WHAT IS EXPECTED —
From the line containing "Q: For every instance of the carved" to the last line of the records below, repeat every line exactly and add nothing else.

RECORDS FOR PROCESSING —
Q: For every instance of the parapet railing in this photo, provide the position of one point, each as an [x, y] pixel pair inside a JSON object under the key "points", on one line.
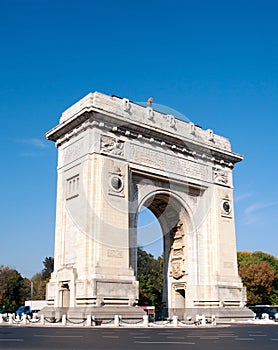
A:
{"points": [[92, 321]]}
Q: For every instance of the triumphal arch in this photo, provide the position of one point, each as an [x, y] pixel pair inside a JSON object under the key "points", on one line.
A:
{"points": [[116, 156]]}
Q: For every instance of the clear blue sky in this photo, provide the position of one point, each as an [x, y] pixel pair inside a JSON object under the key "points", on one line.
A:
{"points": [[215, 61]]}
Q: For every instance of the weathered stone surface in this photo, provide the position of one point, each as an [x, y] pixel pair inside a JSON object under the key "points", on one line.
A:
{"points": [[114, 157]]}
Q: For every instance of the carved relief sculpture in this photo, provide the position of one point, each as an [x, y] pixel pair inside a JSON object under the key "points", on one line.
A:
{"points": [[177, 269], [112, 145]]}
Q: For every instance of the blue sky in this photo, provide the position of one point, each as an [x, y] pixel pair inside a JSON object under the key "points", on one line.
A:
{"points": [[214, 61]]}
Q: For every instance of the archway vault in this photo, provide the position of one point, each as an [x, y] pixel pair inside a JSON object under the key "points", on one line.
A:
{"points": [[172, 212]]}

RESPONSE TO THIS TASK —
Q: For every instance of the carved relief sculpture in this photo, provide the position of one point, each as an [x, y] pixel pair inside a JSON object under the key "points", on one line.
A:
{"points": [[177, 269], [112, 145]]}
Q: For every instance of the blue sky in this photo, provide the position of one point, each as an [x, y] pixel pair inside a JSON object under the key "points", on one line.
A:
{"points": [[214, 61]]}
Q: For every instance of the archway vault in this photo, provide the position of one point, each as an [x, y] pixel pair inside a JSON object under the key "points", on one line.
A:
{"points": [[172, 212]]}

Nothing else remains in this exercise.